Stored rows:
============
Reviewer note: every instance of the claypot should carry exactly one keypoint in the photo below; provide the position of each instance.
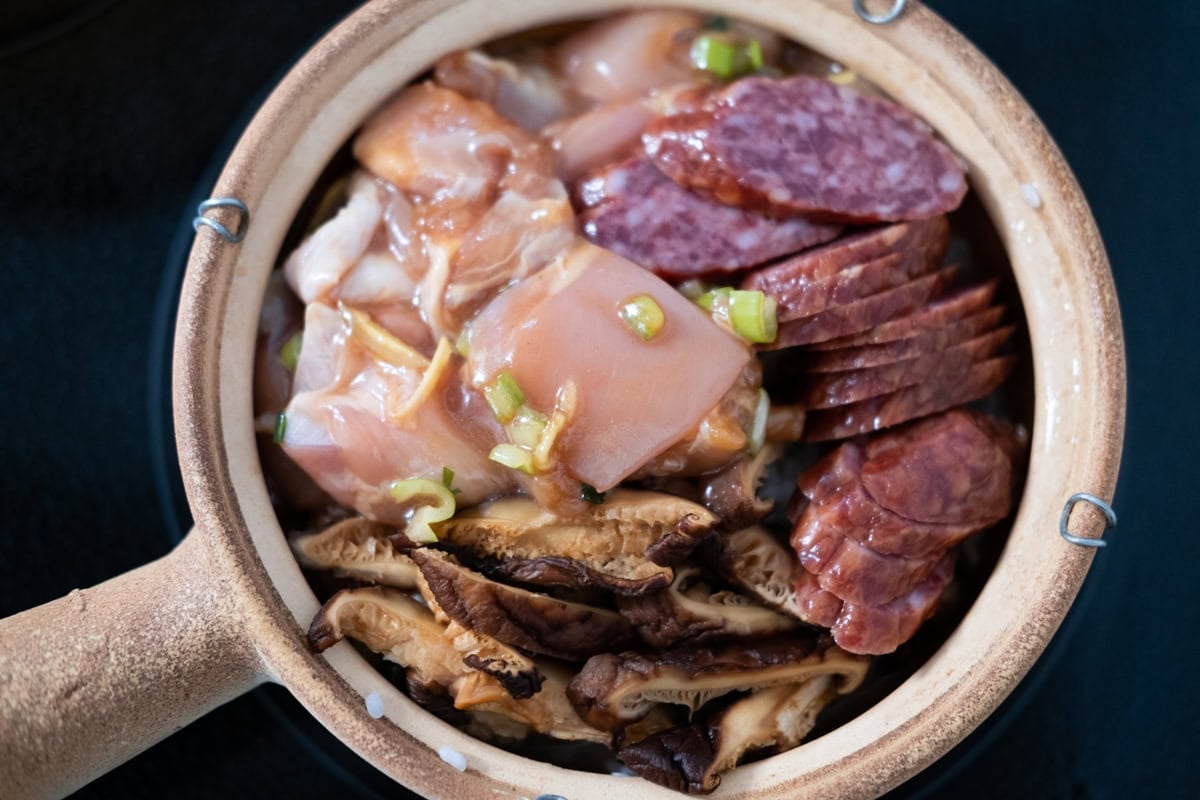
(94, 678)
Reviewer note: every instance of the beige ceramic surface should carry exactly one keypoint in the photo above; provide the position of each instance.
(228, 609)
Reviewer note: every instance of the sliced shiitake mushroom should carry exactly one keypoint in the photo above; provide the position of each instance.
(549, 711)
(403, 631)
(689, 611)
(693, 758)
(732, 494)
(525, 619)
(768, 570)
(625, 543)
(615, 690)
(359, 548)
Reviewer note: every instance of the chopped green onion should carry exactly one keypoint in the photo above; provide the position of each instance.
(526, 427)
(693, 289)
(713, 298)
(643, 316)
(589, 494)
(514, 457)
(289, 354)
(753, 317)
(439, 507)
(725, 55)
(504, 396)
(759, 429)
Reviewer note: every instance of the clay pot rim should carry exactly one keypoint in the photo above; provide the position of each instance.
(919, 52)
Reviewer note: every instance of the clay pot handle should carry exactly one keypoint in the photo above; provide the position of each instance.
(90, 680)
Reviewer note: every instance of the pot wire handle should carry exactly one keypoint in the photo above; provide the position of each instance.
(879, 19)
(1110, 519)
(202, 218)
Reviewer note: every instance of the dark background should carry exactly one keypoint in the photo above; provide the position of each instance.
(114, 114)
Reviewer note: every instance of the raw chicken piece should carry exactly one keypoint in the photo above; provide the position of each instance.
(367, 414)
(635, 397)
(486, 204)
(629, 55)
(526, 92)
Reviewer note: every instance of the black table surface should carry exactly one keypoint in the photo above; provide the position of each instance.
(112, 118)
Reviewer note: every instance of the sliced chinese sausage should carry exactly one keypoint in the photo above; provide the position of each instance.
(691, 758)
(828, 260)
(403, 631)
(877, 630)
(835, 483)
(359, 548)
(635, 210)
(523, 619)
(909, 403)
(935, 316)
(856, 283)
(954, 469)
(690, 611)
(613, 690)
(849, 569)
(852, 268)
(863, 314)
(863, 356)
(844, 388)
(627, 543)
(807, 145)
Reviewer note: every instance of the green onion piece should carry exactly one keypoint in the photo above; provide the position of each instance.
(504, 396)
(693, 289)
(289, 354)
(726, 56)
(526, 427)
(643, 316)
(432, 500)
(753, 317)
(712, 296)
(514, 457)
(589, 494)
(759, 429)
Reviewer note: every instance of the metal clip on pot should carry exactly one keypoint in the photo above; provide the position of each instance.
(879, 19)
(231, 236)
(1110, 519)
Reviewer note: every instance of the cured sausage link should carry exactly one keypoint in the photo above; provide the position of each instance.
(863, 314)
(864, 356)
(822, 263)
(805, 145)
(636, 211)
(909, 403)
(845, 388)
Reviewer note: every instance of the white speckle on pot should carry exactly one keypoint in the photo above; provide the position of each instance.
(375, 704)
(453, 757)
(1030, 192)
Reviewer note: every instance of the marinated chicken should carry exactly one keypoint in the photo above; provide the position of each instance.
(550, 349)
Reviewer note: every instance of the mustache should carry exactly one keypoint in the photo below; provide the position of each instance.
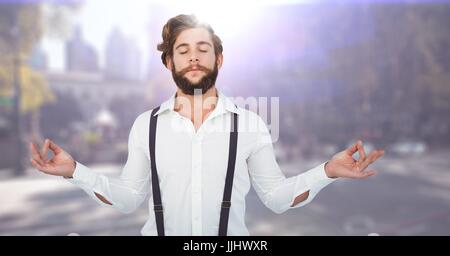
(196, 67)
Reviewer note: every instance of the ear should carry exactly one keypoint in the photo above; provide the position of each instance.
(169, 63)
(219, 60)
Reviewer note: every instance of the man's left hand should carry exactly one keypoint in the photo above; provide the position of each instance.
(344, 165)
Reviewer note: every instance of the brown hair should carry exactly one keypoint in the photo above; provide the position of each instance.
(178, 24)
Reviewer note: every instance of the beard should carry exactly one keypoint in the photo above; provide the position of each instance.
(203, 85)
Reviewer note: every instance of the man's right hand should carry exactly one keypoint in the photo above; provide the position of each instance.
(61, 164)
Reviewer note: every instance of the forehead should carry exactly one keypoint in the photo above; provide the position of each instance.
(193, 35)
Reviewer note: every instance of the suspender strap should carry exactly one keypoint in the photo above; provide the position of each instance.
(157, 205)
(226, 203)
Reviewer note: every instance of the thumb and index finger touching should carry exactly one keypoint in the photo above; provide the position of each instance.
(43, 152)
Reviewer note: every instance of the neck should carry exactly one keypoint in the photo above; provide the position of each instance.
(196, 106)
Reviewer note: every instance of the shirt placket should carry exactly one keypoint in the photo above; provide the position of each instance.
(196, 181)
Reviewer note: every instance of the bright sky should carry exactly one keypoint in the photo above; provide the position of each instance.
(98, 17)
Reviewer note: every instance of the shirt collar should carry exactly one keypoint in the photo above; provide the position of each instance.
(223, 104)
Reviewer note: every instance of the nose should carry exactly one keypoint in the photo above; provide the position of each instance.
(193, 59)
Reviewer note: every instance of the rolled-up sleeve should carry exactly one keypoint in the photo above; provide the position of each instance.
(128, 191)
(275, 190)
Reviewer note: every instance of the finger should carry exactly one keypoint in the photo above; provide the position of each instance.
(44, 150)
(56, 149)
(35, 154)
(37, 165)
(367, 174)
(361, 151)
(352, 149)
(373, 156)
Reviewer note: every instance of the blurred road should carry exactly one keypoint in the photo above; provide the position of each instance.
(409, 196)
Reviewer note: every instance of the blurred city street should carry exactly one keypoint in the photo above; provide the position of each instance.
(409, 196)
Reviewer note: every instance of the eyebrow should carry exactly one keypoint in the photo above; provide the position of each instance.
(198, 43)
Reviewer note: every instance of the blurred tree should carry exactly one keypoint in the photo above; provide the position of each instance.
(21, 28)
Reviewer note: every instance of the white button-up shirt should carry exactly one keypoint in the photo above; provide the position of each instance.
(192, 166)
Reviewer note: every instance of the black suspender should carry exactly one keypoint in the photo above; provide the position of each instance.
(157, 205)
(226, 203)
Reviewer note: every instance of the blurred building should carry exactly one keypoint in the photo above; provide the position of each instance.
(80, 56)
(38, 59)
(122, 58)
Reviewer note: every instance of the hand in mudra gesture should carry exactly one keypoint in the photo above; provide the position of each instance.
(61, 164)
(344, 165)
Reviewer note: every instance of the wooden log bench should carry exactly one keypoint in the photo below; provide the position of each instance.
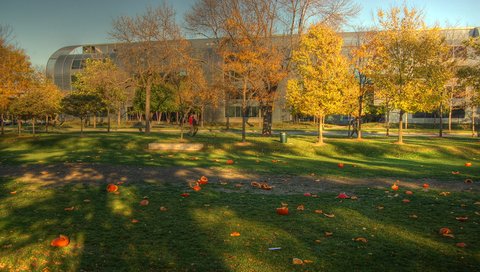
(186, 147)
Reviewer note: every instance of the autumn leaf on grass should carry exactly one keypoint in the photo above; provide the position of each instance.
(331, 215)
(361, 239)
(297, 261)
============
Exercise prompt:
Pictures don't belong in the copy. Transcribe every record exactly as it appears.

The completed task:
Reviewer note: every instance of the claypot should carry exactly one keypoint in the photo below; provide the position of each instance.
(94, 678)
Reviewer note: every instance of the beige ceramic surface should carry exactly one keypoint in the photo above; provide the position of each instance.
(228, 609)
Reviewer note: every instance of the sliced shiitake mushroom should carry exactly one keypoint in the photo above; provide the position of each instance.
(549, 711)
(403, 631)
(689, 611)
(693, 758)
(732, 494)
(525, 619)
(768, 570)
(625, 543)
(615, 690)
(359, 548)
Reviewer note: every instance of the chopped green onion should carry exactly one keypoint in the photo above; provide the position of each instance.
(526, 427)
(693, 289)
(713, 298)
(643, 316)
(589, 494)
(514, 457)
(289, 354)
(753, 317)
(439, 507)
(725, 55)
(504, 396)
(759, 429)
Reviewer note: every instance of the clay pot rim should carry exactly one keypoint in the photo above; provide the position of each instance.
(919, 52)
Reviewer note: every instance of the clay pot handle should carry exactly one keypoint in the photo above; provide the position of each instance.
(90, 680)
Reviewer note: every instance of the pot wire handle should carry exactly one keypoint in the photo above; provide the position of each instance.
(879, 19)
(1110, 519)
(202, 218)
Reviewer note: every instance of the dark background should carry exactly one keypoint in the photo above; provide the position of each instance.
(114, 114)
Reviewer note: every instance of the raw chicken piece should carry exactly one keypoint in the photo above; provide the position of each instance.
(367, 414)
(635, 397)
(486, 204)
(629, 55)
(526, 92)
Reviewer note: every instance of the black table surface should carry exactly one keypoint in the photo above; provide the position of each instance.
(112, 118)
Reviewer note: every instance of the sliced chinese sausage should carry exactly one keypoint in the photo above; provide the position of each instance.
(691, 758)
(828, 260)
(403, 631)
(877, 630)
(835, 483)
(359, 548)
(635, 210)
(523, 619)
(909, 403)
(935, 316)
(856, 283)
(954, 469)
(690, 611)
(613, 690)
(849, 569)
(852, 268)
(863, 314)
(863, 356)
(844, 388)
(627, 543)
(807, 145)
Reviewer note: every instance of the green onion piece should carry exactly one keypoint in the photo above; provide the position of each instance.
(504, 396)
(693, 289)
(289, 354)
(726, 56)
(526, 427)
(643, 316)
(432, 500)
(753, 317)
(712, 296)
(514, 457)
(589, 494)
(759, 429)
Reviewer note: every instance of the metal clip on pot should carry exactly one keypoint in the photo above; provide the position of each instance.
(879, 19)
(231, 236)
(1110, 519)
Reviewer note: every instance of the cured sausage link should carry exactly one keypoint in the photo above; provide the position of each instance.
(863, 314)
(864, 356)
(822, 263)
(805, 145)
(636, 211)
(909, 403)
(845, 388)
Reviewer note: every instance of the white speckle on pot should carry exactly one keypoint in the photo above; provide the position of each instance.
(375, 704)
(453, 757)
(1030, 192)
Reviewer note: every instance of the marinated chicken should carry exactly one keypoint in the photo above; provide the position of each instance.
(550, 349)
Reviewer note: every instance of the mustache should carry exactly one keypoint in the photo below; provide the position of each instance.
(196, 67)
Reviewer note: every instance of the ear should carry exactly one keypoint in the photo above; provide the position of each instance.
(169, 63)
(219, 60)
Reviewer note: every instance of the man's left hand should carry exactly one keypoint in the photo above; provide the position of each instance.
(344, 165)
Reviewer note: every instance of the brown hair should carry exactly one keypoint in the photo above; provide the position of each instance.
(178, 24)
Reviewer note: every instance of the beard should carry exactly one keypoint in the photo above; provide the position of each instance.
(203, 85)
Reviewer note: every instance of the man's right hand should carry exactly one keypoint in the photo above; provide the position of each instance.
(61, 164)
Reviewer note: every instance of the forehead should carry exactly one keypoint in the photo above; provide the position of each instance.
(193, 35)
Reviewer note: every instance of the suspender strap should carry exactly one keypoint in the photo above; provide the position of each instance.
(157, 205)
(226, 203)
Reviewer note: every instance of the thumb and index finger touching should carry exactly one keypoint in the photo above; provide the position of each instance.
(43, 152)
Reviewer note: every instance of the neck should carry exactly one keypoint in the photo above; provide the position of each instance.
(196, 106)
Reviewer note: every instance of the shirt placket should carry exactly one keypoint in the photo above; provide the position of each instance.
(196, 181)
Reviewer note: every instance of the bright sky should carry exactly one keypoint in the photo above; provide the position of each instance.
(98, 17)
Reviewer note: every instance of the shirt collar should carry exactly one keypoint in the photo above; provide the position of each instance.
(223, 104)
Reviewer note: every instance of the nose should carry exactly one keypoint in the photo above; provide the position of each instance.
(193, 59)
Reviewer note: every instance of the rolled-up sleeve should carry exactly one keypoint in the photo above; provide the position of each instance.
(128, 191)
(275, 190)
Reviewer note: every instance of the finger should carry exactly one keypoint in the photo above; provide the position of each instance.
(44, 150)
(56, 149)
(35, 154)
(37, 165)
(367, 174)
(361, 151)
(352, 149)
(373, 156)
Reviewer note: every instance of the blurred road should carry exactly one keypoint in the photo above; provide the position of each instance.
(409, 196)
Reviewer note: every instance of the blurred city street should carry exactly one keypoint in the photo above; provide the position of each instance.
(409, 196)
Reviewer note: every instance of the eyebrow should carry exactly one keypoint in the photo above; provide the position of each instance.
(198, 43)
Reviewer note: every instance of the blurred tree should carry exactly one keypoint in the photo above; provide the position of each instance.
(21, 28)
Reviewer note: every instance of the white button-up shirt should carry exactly one keypoint in the photo above; provide the position of each instance.
(192, 166)
Reviewer note: every instance of the black suspender should carry exactly one keypoint in the photo above; provide the position of each instance.
(157, 205)
(226, 203)
Reviewer note: every instance of the blurred building should carry exactly one keypoint in the photo above; provide the position of each instance.
(80, 56)
(38, 59)
(122, 58)
Reviewer note: every instance of the hand in mudra gesture should carry exactly one keypoint in the photo above; provide the position of each instance.
(61, 164)
(344, 165)
Reviewer note: every instance of the wooden log bench should carry exactly one keypoint in the photo below; provide the position of each instance.
(186, 147)
Reviewer note: every instance of the autumn leaf on grass should carry exactly one keypoint in the photo above; provide the position of each instance.
(331, 215)
(361, 239)
(297, 261)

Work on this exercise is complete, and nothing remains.